• **Dataset records**:

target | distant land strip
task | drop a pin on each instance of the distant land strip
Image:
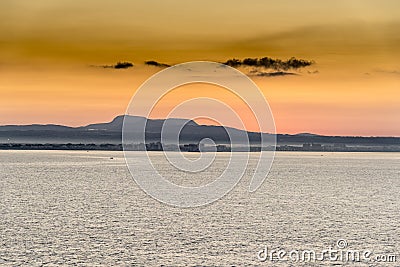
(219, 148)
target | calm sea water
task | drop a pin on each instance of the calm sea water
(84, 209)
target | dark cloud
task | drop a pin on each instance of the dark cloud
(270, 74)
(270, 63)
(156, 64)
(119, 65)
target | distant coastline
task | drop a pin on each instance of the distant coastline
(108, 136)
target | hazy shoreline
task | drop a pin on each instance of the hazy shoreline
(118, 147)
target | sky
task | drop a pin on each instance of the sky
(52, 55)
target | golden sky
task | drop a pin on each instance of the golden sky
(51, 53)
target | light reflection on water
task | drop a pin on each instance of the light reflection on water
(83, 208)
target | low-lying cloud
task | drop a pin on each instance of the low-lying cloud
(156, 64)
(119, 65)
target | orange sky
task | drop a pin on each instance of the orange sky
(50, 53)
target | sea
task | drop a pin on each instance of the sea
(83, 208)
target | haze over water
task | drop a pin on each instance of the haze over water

• **Instructions for the task**: Only the words belong in your copy: restate the data above exactly and leave the images out.

• **Answer box**:
target | distant land strip
task | drop a pin on each instance of the distant land strip
Image:
(219, 148)
target | calm sea water
task | drop a pin on each instance of the calm sea water
(84, 209)
target | dark cloud
task | drop a pin on each instance of the dark cloud
(270, 74)
(270, 63)
(156, 64)
(119, 65)
target | distant coastline
task | drop a pin on each instance of the distant coastline
(108, 136)
target | hazy shoreline
task | drop a pin on each instance of the hazy shoreline
(118, 147)
target | sky
task | drop a pin on each instance of the sky
(52, 55)
target | golden sky
task | drop a pin on each instance of the golden sky
(51, 53)
target | light reflection on water
task | drop a pin on each instance of the light reflection on water
(83, 208)
target | low-lying cloud
task | drop a pin on each instance of the low-lying cloud
(156, 64)
(119, 65)
target | orange sky
task | drop a pin on each instance of the orange sky
(50, 53)
target | sea
task | drop a pin on each instance of the sea
(83, 208)
target | haze over water
task | drop a pin on each instance of the haze over water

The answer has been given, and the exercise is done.